**Reading text**
Tie the Anubias and java fern to the driftwood (and rocks, if you want) with fishing line or rubber bands and plant the Valisneria along the back wall of the tank. If you want, you can get root tabs to put under the Vals, but it probably won't be necessary. They can usually get enough nutrients from fish food.

I'd go for this bunch of fish because they're all hardy, cheap, and active. What more could you ask for as a kid? Every layer in the tank will have something going on, with the danios swirling and schooling, the platies poking around and chasing each other, and the cories wiggling all over the gravel. Nerites do a fantastic job of keeping the glass clean in a tank, and you can find some very pretty ones. Everything should be low maintenance, the plants will be easy to rearrange, and it'll be a nice, lush green tank with plenty of activity.

hope that helps!


----------



## Jcstank (Jan 3, 2015)

My 4.5 year old has a 5-gallon planted with two neon's in it. Its cheap, easy to care for, and simple. Kids that young wont know/care for the difference. Best part is it takes me 10 minutes to do a water change. You could also put in one Betta too.

**Entries**
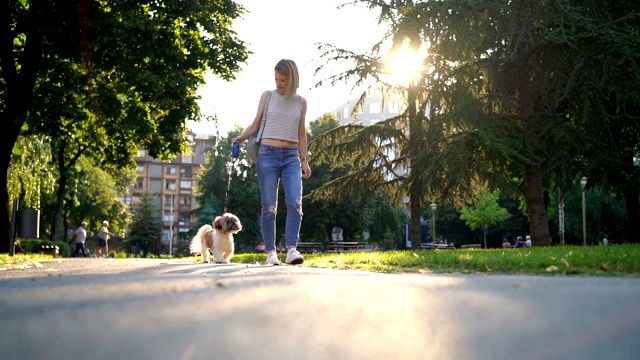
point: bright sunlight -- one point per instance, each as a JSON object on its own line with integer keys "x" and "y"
{"x": 403, "y": 65}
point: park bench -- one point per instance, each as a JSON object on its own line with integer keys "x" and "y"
{"x": 432, "y": 246}
{"x": 309, "y": 247}
{"x": 344, "y": 246}
{"x": 471, "y": 246}
{"x": 51, "y": 250}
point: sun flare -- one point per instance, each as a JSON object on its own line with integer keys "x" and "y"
{"x": 403, "y": 65}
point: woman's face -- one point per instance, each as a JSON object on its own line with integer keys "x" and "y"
{"x": 281, "y": 82}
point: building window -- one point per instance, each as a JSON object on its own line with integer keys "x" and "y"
{"x": 156, "y": 170}
{"x": 374, "y": 108}
{"x": 155, "y": 186}
{"x": 170, "y": 185}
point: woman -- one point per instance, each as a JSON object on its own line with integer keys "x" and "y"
{"x": 281, "y": 157}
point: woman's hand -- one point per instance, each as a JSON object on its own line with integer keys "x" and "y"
{"x": 306, "y": 170}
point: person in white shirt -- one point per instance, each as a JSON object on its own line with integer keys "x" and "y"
{"x": 80, "y": 235}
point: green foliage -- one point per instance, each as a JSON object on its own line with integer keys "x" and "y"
{"x": 613, "y": 260}
{"x": 484, "y": 213}
{"x": 30, "y": 172}
{"x": 92, "y": 196}
{"x": 103, "y": 78}
{"x": 145, "y": 231}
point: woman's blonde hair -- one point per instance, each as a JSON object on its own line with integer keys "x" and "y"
{"x": 289, "y": 69}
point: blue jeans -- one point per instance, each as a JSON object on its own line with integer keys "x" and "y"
{"x": 277, "y": 164}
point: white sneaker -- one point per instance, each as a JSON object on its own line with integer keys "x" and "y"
{"x": 294, "y": 257}
{"x": 272, "y": 258}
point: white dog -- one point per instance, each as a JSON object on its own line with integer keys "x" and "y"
{"x": 217, "y": 239}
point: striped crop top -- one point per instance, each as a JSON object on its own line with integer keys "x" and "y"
{"x": 283, "y": 118}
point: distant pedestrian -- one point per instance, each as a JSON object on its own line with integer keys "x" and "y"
{"x": 103, "y": 238}
{"x": 80, "y": 236}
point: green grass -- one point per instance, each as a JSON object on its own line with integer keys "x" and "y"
{"x": 613, "y": 260}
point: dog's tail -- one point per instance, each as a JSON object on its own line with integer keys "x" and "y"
{"x": 196, "y": 242}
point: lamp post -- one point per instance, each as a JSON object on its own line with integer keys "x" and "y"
{"x": 583, "y": 183}
{"x": 433, "y": 221}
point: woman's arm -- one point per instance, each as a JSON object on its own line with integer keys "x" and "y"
{"x": 302, "y": 141}
{"x": 255, "y": 125}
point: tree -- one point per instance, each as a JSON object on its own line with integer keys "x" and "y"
{"x": 146, "y": 230}
{"x": 130, "y": 69}
{"x": 484, "y": 212}
{"x": 500, "y": 96}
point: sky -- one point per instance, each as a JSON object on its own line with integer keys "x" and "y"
{"x": 287, "y": 29}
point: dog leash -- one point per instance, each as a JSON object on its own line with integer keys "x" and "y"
{"x": 235, "y": 152}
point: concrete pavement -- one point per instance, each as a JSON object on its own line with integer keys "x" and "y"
{"x": 155, "y": 309}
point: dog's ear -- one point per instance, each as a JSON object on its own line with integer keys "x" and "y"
{"x": 217, "y": 223}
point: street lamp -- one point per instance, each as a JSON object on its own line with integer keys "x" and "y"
{"x": 583, "y": 183}
{"x": 433, "y": 221}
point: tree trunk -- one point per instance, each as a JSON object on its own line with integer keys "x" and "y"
{"x": 415, "y": 184}
{"x": 535, "y": 205}
{"x": 56, "y": 224}
{"x": 17, "y": 95}
{"x": 632, "y": 200}
{"x": 484, "y": 236}
{"x": 416, "y": 226}
{"x": 8, "y": 138}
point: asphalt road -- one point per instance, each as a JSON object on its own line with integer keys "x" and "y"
{"x": 155, "y": 309}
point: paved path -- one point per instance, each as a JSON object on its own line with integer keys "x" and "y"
{"x": 154, "y": 309}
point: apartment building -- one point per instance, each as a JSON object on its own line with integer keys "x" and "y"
{"x": 372, "y": 111}
{"x": 173, "y": 183}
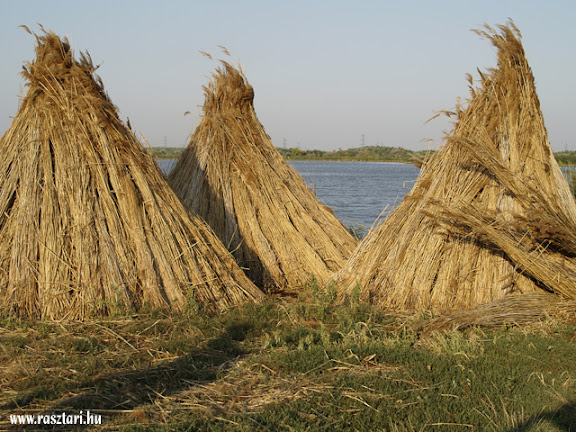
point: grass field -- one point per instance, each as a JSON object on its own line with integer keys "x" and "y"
{"x": 295, "y": 365}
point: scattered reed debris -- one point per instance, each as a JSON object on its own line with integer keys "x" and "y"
{"x": 232, "y": 175}
{"x": 87, "y": 221}
{"x": 490, "y": 215}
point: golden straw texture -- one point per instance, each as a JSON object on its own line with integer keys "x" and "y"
{"x": 87, "y": 221}
{"x": 232, "y": 175}
{"x": 491, "y": 213}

**What to do**
a) Translate this sentence from the aquarium thread into Spanish: "Nerites do a fantastic job of keeping the glass clean in a tank, and you can find some very pretty ones."
b) Repeat a passage of the aquarium thread word for word, beginning at the words "I'd go for this" and stopping after "(Jan 3, 2015)".
The listing comes from a separate source.

**Problem solutions**
a) Las neritas hacen un trabajo fantástico manteniendo limpio el cristal de un acuario, y se pueden encontrar algunas muy bonitas.

b)
I'd go for this bunch of fish because they're all hardy, cheap, and active. What more could you ask for as a kid? Every layer in the tank will have something going on, with the danios swirling and schooling, the platies poking around and chasing each other, and the cories wiggling all over the gravel. Nerites do a fantastic job of keeping the glass clean in a tank, and you can find some very pretty ones. Everything should be low maintenance, the plants will be easy to rearrange, and it'll be a nice, lush green tank with plenty of activity.

hope that helps!


----------



## Jcstank (Jan 3, 2015)